*Jobs:*
1/ Retype the part of the time-lapse photography post starting at "Here are some" and ending at "their experience upon.".
2/ Answer these questions from the time-lapse photography post:
(a) What do longer exposures taken at night create?
(b) Which camera is named as having a built-in interval meter?
(c) What interval does the author usually use when shooting landscapes?

*Given text:*
## START

Time-Lapse photography is gaining increasing recognition to the extent that this technique continues appearing in mainstream motion pictures on a regular basis and there is plenty of great examples on the Web. No photography blog would also be complete without an entry revealing the basics behind Time-Lapse Photography. Therefore, this post will discuss numerous aspects of Time-Lapse Photography including equipment, technique, processing and workflow in order to bring you closer to shooting your own Time-Lapse clip.
What is Time-Lapse Photography?
Basically, time-lapse is a photography technique that involves taking a series of photographs, maintaining the same interval between the shots, and then compiling them into a slide show or a movie clip. This technique is ideal to demonstrate events that usually take substantial time to develop in a relatively short period of time. Numerous examples of Time-Lapse Photography include blossoming flowers, growing plants, rotting vegetables and fruit, changing weather, moving clouds, cityscapes at night, night sky as well as city life. What makes this technique even more interesting is the fact that by increasing the intervals between the shots, it is possible to demonstrate unnoticed events that take time, in seconds.
Here are some of my examples of time-lapse projects shot both at night and in the daytime.
Notice how fast shutter speed and relatively long intervals made the video quite ‘choppy’.
Here on, the other hand, smaller intervals made the video flow better.
Finally, longer exposures taken at night create impressive trails of light.
Also an example of a time-lapse project made form video rather than picture files
This post will guide you through the steps of making your first time-lapse movie and will discuss some issues related to both capturing the pictures and post-processing workflow. Obviously, there are many ways of making a time-lapse movies and many photographers have their own favourite technique and software. Here, I will present and discuss what, in my opinion, is the most straightforward and sensible approach photographers can use as a template to expand their experience upon.
So, what you will need is a DSLR camera, a tripod, a shutter timer controller, Quicktime Pro, Adobe Lightroom 3 and movie editing software such as iMovie, Adobe After Effects or Final Cut, lots of patience and computing power.
There are two stages of making a time-lapse movie. First involves taking the pictures and the second requires post-processing them and working on the video file.
First, find a scenery you would like to capture such as a busy train station etc. Place your camera on the tripod and compose the picture. Next, adjust your camera settings. Remember, you will be shooting over an extended period of time, therefore, you have to shoot in the Manual mode. Decide on the right aperture and shutter speed and, after focusing, switch the focus to manual and white balance to an appropriate setting. Connect the shutter timer controller to your camera and decide on the right interval. Some cameras, such as Nikon D7000, have a built-in interval meter which makes the whole process easier. Bear in mind that longer intervals will make your video go faster and are generally better for events that take slower to develop such as moving clouds, changing weather, blossoming flowers etc. Shorter intervals, on the other hand, are better for faster action such as moving people or cars. When shooting people, I usually use 1-2s. intervals and when shooting landscapes the interval is usually 4-6s. Also remember that if you are planning to capture extremely long events, the light is bound to change drastically. Therefore, it is advisable to shoot in Aperture-priority mode as the camera will adjust the shutter speed in order to get the correct exposure in every picture. Finally, activate the shutter timer controller and start taking pictures. One last piece of advice: once the camera starts taking pictures, avoid any temptation to adjust it as this will ruin your project. In other words, just stand back and do not touch the camera, making sure that nobody else moves it by accident.

## END

*Entries provided:*
## START

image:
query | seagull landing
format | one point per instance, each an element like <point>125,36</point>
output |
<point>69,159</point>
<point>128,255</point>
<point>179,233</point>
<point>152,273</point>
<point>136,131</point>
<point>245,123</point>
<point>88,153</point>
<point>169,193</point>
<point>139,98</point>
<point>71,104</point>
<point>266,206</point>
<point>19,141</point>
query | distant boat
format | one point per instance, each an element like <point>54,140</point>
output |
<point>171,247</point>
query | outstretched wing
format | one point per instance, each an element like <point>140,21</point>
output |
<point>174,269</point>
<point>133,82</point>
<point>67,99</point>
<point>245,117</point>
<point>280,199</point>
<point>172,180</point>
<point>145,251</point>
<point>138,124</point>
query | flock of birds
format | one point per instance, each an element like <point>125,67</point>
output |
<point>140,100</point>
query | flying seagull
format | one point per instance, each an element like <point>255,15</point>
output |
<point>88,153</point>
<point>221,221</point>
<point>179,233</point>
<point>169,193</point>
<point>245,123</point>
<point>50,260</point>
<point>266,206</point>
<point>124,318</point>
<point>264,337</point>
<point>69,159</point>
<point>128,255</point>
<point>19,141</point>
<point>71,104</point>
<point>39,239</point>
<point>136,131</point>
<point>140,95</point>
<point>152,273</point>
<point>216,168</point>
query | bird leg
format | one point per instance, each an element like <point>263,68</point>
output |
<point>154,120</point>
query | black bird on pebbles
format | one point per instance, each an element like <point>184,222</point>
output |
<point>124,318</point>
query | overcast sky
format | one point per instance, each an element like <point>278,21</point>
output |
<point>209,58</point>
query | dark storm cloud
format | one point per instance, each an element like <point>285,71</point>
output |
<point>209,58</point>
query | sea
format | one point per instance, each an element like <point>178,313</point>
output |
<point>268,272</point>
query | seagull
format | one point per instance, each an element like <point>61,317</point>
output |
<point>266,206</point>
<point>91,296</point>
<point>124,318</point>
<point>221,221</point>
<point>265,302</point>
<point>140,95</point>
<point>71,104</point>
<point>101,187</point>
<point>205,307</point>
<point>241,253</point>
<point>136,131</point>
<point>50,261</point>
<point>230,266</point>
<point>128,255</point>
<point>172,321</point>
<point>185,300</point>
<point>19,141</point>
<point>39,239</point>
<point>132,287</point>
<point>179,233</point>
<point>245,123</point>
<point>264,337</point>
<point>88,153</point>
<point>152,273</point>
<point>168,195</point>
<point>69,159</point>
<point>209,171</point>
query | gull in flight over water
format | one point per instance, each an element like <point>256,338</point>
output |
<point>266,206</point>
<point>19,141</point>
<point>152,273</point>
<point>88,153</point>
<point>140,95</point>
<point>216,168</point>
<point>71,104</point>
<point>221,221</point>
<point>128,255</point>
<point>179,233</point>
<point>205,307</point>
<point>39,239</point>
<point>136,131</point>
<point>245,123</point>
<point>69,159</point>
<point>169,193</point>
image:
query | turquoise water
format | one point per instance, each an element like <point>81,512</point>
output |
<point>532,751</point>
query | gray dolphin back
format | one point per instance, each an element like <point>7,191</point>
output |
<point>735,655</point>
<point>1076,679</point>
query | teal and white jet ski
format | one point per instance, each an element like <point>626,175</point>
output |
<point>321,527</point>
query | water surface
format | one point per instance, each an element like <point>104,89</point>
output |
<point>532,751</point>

## END

*Results of the tasks:*
1/
Here are some of my examples of time-lapse projects shot both at night and in the daytime.
Notice how fast shutter speed and relatively long intervals made the video quite ‘choppy’.
Here on, the other hand, smaller intervals made the video flow better.
Finally, longer exposures taken at night create impressive trails of light.
Also an example of a time-lapse project made form video rather than picture files
This post will guide you through the steps of making your first time-lapse movie and will discuss some issues related to both capturing the pictures and post-processing workflow. Obviously, there are many ways of making a time-lapse movies and many photographers have their own favourite technique and software. Here, I will present and discuss what, in my opinion, is the most straightforward and sensible approach photographers can use as a template to expand their experience upon.

2/
(a) Impressive trails of light.
(b) The Nikon D7000.
(c) Usually 4-6 seconds.